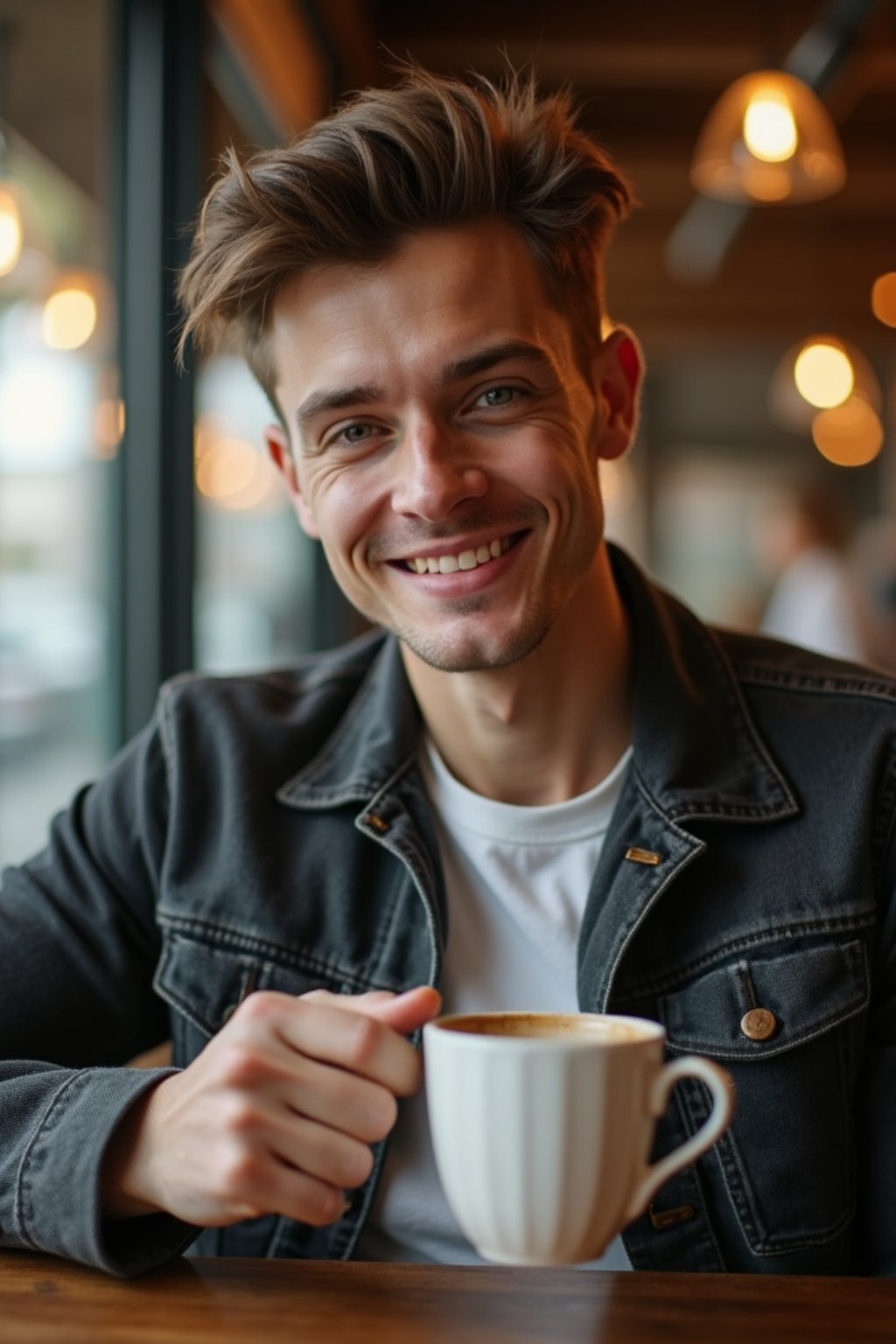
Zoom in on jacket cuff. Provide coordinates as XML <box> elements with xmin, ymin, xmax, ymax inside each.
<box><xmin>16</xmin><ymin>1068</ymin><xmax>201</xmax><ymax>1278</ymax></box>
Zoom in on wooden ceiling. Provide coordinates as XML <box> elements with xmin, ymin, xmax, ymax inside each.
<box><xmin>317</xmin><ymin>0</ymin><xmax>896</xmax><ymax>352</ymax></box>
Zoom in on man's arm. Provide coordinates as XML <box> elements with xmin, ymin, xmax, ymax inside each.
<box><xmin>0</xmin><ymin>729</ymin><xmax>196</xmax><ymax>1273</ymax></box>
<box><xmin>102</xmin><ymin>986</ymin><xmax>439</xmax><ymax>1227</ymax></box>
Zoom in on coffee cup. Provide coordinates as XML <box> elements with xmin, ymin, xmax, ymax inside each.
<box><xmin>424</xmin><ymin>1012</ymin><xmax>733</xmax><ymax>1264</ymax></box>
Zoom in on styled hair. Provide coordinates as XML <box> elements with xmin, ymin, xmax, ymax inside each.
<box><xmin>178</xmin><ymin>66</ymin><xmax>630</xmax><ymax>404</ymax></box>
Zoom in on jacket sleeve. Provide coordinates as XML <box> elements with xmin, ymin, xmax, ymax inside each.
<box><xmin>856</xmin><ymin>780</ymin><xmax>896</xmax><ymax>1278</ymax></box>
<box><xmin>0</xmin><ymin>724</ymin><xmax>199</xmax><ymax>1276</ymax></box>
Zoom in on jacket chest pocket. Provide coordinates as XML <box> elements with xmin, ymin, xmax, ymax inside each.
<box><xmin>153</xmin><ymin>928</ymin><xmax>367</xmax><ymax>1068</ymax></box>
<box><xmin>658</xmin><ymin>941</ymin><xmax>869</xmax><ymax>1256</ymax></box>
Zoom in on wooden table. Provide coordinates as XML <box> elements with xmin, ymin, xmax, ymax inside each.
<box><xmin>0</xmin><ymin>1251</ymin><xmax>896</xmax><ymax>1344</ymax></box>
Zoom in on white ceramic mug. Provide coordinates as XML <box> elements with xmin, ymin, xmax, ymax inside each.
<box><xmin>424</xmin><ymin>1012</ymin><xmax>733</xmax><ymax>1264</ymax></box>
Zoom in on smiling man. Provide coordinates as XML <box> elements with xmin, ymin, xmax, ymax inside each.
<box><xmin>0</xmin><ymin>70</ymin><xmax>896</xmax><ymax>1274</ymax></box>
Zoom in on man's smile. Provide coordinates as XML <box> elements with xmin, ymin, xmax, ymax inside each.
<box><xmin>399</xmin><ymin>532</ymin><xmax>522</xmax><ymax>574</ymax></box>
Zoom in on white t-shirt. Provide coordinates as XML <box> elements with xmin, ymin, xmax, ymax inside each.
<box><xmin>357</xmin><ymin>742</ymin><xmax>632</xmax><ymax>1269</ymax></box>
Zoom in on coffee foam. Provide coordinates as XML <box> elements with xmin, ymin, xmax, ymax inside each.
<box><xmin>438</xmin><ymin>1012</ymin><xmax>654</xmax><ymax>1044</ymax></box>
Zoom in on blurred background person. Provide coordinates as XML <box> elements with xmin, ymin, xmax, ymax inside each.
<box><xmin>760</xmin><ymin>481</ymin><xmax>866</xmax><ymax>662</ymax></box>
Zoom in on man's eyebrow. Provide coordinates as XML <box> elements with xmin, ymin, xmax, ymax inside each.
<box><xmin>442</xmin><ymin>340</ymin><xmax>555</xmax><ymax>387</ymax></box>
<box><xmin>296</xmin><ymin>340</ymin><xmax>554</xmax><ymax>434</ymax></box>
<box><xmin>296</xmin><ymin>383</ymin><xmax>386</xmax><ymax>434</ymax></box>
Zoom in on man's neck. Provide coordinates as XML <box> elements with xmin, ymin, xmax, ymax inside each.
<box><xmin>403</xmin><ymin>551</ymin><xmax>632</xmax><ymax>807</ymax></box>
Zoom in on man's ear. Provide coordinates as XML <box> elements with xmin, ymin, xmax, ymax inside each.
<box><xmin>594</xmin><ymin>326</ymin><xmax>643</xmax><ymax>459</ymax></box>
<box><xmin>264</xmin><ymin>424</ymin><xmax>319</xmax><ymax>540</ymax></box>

============================================================

SHORT TASK: Rewrite the stretch from the line containing "Zoom in on white ceramic" through the end of the entries, substituting "Return" for every "Provide" and leaving everything else unchanged.

TASK ANSWER:
Zoom in on white ceramic mug. Return coordinates as XML <box> elements with xmin, ymin, xmax, ymax inside each.
<box><xmin>424</xmin><ymin>1012</ymin><xmax>733</xmax><ymax>1264</ymax></box>
Zoom in on smiling man. Return coordinates as XML <box> elements with xmin, ymin, xmax, ymax inside each.
<box><xmin>0</xmin><ymin>70</ymin><xmax>896</xmax><ymax>1274</ymax></box>
Zoom in on man's smile. Return coordinates as XML <box> elements with xmin, ymin, xmax, ymax inside each.
<box><xmin>399</xmin><ymin>532</ymin><xmax>522</xmax><ymax>574</ymax></box>
Zoom in on white t-shirt. Return coordinates as XML <box> elements with xmin, ymin, xmax, ymax inside each.
<box><xmin>357</xmin><ymin>742</ymin><xmax>632</xmax><ymax>1269</ymax></box>
Zoom in on coffee foam. Return coordinates as XML <box> elements with xmin, ymin, xmax, ymax inside each.
<box><xmin>438</xmin><ymin>1012</ymin><xmax>654</xmax><ymax>1044</ymax></box>
Zoom in on blurred background person. Return coordinates as XML <box> elements with xmin, ymin, xmax, ymax inside each.
<box><xmin>760</xmin><ymin>481</ymin><xmax>866</xmax><ymax>662</ymax></box>
Zoom in on man's eyebrow. Return coordinates as XML <box> elements with xmin, ymin, xmax, ymax inside each.
<box><xmin>442</xmin><ymin>340</ymin><xmax>555</xmax><ymax>387</ymax></box>
<box><xmin>296</xmin><ymin>340</ymin><xmax>554</xmax><ymax>434</ymax></box>
<box><xmin>296</xmin><ymin>383</ymin><xmax>386</xmax><ymax>434</ymax></box>
Zoom in on man's neck. Return coordinates as XML <box> elements with xmin, ymin, xmax, ymax inside each.
<box><xmin>403</xmin><ymin>551</ymin><xmax>632</xmax><ymax>807</ymax></box>
Zoom in on man's ear. Return coordinates as XML <box> elements with xmin, ymin, xmax, ymax inside each.
<box><xmin>594</xmin><ymin>326</ymin><xmax>643</xmax><ymax>459</ymax></box>
<box><xmin>264</xmin><ymin>424</ymin><xmax>319</xmax><ymax>540</ymax></box>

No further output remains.